* Information given
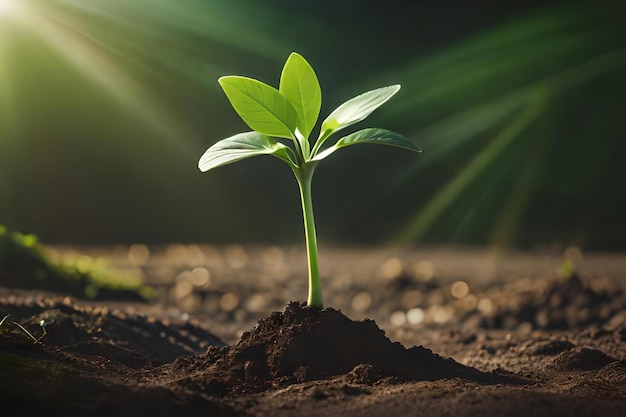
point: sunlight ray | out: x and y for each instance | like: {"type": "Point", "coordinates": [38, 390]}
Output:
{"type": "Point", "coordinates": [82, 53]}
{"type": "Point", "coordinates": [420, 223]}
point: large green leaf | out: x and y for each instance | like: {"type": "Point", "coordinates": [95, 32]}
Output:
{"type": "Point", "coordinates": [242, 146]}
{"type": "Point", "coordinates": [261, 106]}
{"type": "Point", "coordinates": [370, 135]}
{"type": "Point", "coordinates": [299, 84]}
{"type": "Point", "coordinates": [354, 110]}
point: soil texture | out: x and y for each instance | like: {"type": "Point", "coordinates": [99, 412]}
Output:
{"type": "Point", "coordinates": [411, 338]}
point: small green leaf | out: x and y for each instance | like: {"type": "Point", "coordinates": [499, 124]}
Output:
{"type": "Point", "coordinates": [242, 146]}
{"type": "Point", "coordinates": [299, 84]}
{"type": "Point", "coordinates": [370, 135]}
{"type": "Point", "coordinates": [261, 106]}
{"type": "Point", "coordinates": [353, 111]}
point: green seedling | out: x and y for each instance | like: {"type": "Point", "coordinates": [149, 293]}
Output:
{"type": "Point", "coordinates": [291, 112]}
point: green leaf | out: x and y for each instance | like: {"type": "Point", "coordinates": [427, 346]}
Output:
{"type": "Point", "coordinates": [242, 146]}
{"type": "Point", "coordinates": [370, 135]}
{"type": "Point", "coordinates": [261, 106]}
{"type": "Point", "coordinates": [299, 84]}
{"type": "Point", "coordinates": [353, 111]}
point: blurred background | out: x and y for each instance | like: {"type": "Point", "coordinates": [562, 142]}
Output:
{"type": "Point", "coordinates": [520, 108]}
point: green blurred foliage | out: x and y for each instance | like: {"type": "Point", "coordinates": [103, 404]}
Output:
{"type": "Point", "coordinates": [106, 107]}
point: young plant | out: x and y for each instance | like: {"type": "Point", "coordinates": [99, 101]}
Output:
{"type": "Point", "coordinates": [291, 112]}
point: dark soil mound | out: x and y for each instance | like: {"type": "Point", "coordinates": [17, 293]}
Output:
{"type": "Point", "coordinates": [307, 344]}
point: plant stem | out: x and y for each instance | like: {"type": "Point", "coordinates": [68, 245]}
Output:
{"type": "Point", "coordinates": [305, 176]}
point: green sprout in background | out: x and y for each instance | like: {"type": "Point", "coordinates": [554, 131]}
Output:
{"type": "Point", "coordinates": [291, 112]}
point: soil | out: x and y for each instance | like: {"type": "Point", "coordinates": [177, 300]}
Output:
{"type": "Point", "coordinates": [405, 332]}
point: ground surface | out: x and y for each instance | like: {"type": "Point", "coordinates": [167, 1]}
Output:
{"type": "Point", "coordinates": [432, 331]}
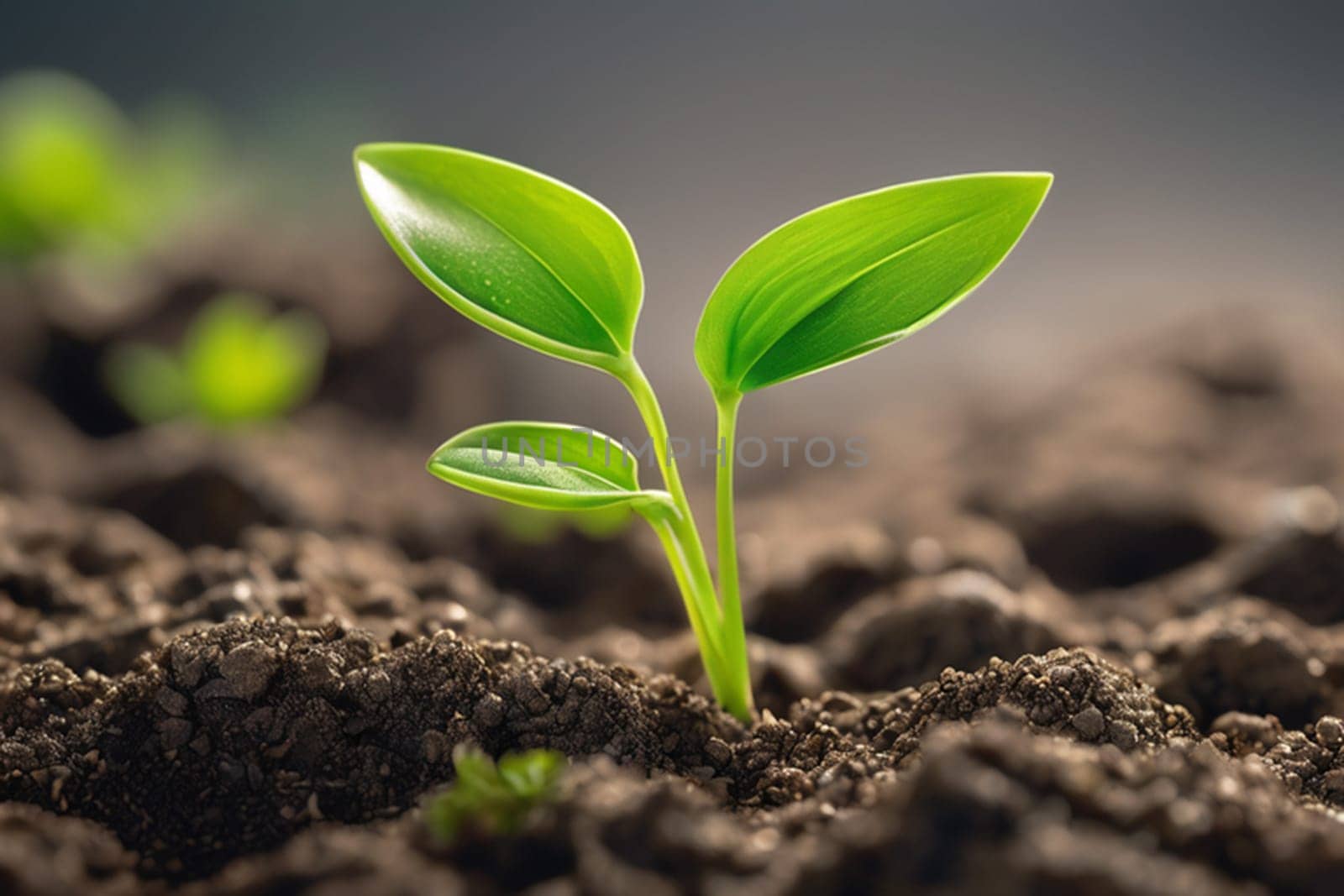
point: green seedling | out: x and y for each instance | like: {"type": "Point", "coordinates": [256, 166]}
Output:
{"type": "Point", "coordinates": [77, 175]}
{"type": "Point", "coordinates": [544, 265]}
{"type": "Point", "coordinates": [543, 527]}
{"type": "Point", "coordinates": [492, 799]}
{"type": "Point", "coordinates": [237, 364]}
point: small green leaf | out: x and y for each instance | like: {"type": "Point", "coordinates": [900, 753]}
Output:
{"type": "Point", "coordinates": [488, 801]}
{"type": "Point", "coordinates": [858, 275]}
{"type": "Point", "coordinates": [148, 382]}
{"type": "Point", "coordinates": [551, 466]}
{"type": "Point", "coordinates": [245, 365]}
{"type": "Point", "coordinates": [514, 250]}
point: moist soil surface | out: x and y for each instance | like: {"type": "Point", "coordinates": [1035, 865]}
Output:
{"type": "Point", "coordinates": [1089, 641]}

* Requirement
Write out the records above exactly as they appear, leaving out any pictures.

* Answer to this task
point: sunlight ray | out: x and y for each instance | like: {"type": "Point", "coordinates": [38, 390]}
Output:
{"type": "Point", "coordinates": [82, 53]}
{"type": "Point", "coordinates": [420, 223]}
point: large green leaf | out: x and y for each instance | like: {"type": "Point", "coordinates": [95, 32]}
Output:
{"type": "Point", "coordinates": [242, 146]}
{"type": "Point", "coordinates": [261, 106]}
{"type": "Point", "coordinates": [370, 135]}
{"type": "Point", "coordinates": [299, 84]}
{"type": "Point", "coordinates": [354, 110]}
point: soil texture | out: x and y for each instance | like: {"type": "Point", "coordinates": [99, 412]}
Output:
{"type": "Point", "coordinates": [411, 338]}
point: small green leaf | out: x and y for each instance | like: {"type": "Point", "coordinates": [499, 124]}
Output:
{"type": "Point", "coordinates": [242, 146]}
{"type": "Point", "coordinates": [299, 84]}
{"type": "Point", "coordinates": [370, 135]}
{"type": "Point", "coordinates": [261, 106]}
{"type": "Point", "coordinates": [353, 111]}
point: green seedling | out: x and y for each instance | like: {"type": "Point", "coordinates": [149, 293]}
Output:
{"type": "Point", "coordinates": [291, 112]}
point: green leaf | out: x and y for each instance | like: {"type": "Point", "coordinates": [427, 346]}
Output:
{"type": "Point", "coordinates": [242, 146]}
{"type": "Point", "coordinates": [370, 135]}
{"type": "Point", "coordinates": [261, 106]}
{"type": "Point", "coordinates": [299, 84]}
{"type": "Point", "coordinates": [353, 111]}
point: blurred background | out: x and y for each instance | like: {"type": "Point", "coordinates": [562, 142]}
Output:
{"type": "Point", "coordinates": [520, 108]}
point: green blurred foliage | out: x and y for each instance | like: {"type": "Point", "coordinates": [103, 404]}
Output:
{"type": "Point", "coordinates": [106, 107]}
point: young plant | out: x and y for each instance | like: {"type": "Point", "coordinates": [99, 101]}
Output:
{"type": "Point", "coordinates": [291, 112]}
point: dark soil mound | out: x and y for each instance | like: {"type": "Point", "coordinates": [17, 293]}
Output:
{"type": "Point", "coordinates": [307, 344]}
point: plant stem | out: x and y for each instance | like: {"type": "Point", "coordinates": [68, 245]}
Output:
{"type": "Point", "coordinates": [305, 176]}
point: green sprout in background | out: x and y for each instance | like: {"type": "Point", "coordinates": [554, 131]}
Output:
{"type": "Point", "coordinates": [291, 112]}
point: soil | out: x and y for each instance | like: {"type": "Point", "coordinates": [177, 300]}
Output:
{"type": "Point", "coordinates": [405, 332]}
point: ground surface | out: x and y for each instance | like: {"type": "Point", "coordinates": [167, 1]}
Output:
{"type": "Point", "coordinates": [432, 331]}
point: green seedling | out: x and y for each instance | like: {"type": "Point", "coordinates": [256, 166]}
Output:
{"type": "Point", "coordinates": [77, 175]}
{"type": "Point", "coordinates": [544, 265]}
{"type": "Point", "coordinates": [543, 527]}
{"type": "Point", "coordinates": [492, 799]}
{"type": "Point", "coordinates": [237, 364]}
point: small green leaf | out: x and y for each instance | like: {"type": "Point", "coordinates": [900, 753]}
Output:
{"type": "Point", "coordinates": [488, 801]}
{"type": "Point", "coordinates": [858, 275]}
{"type": "Point", "coordinates": [148, 382]}
{"type": "Point", "coordinates": [551, 466]}
{"type": "Point", "coordinates": [245, 365]}
{"type": "Point", "coordinates": [514, 250]}
point: moist soil surface | out: x and y for each instance | like: {"type": "Point", "coordinates": [1035, 865]}
Output:
{"type": "Point", "coordinates": [1089, 641]}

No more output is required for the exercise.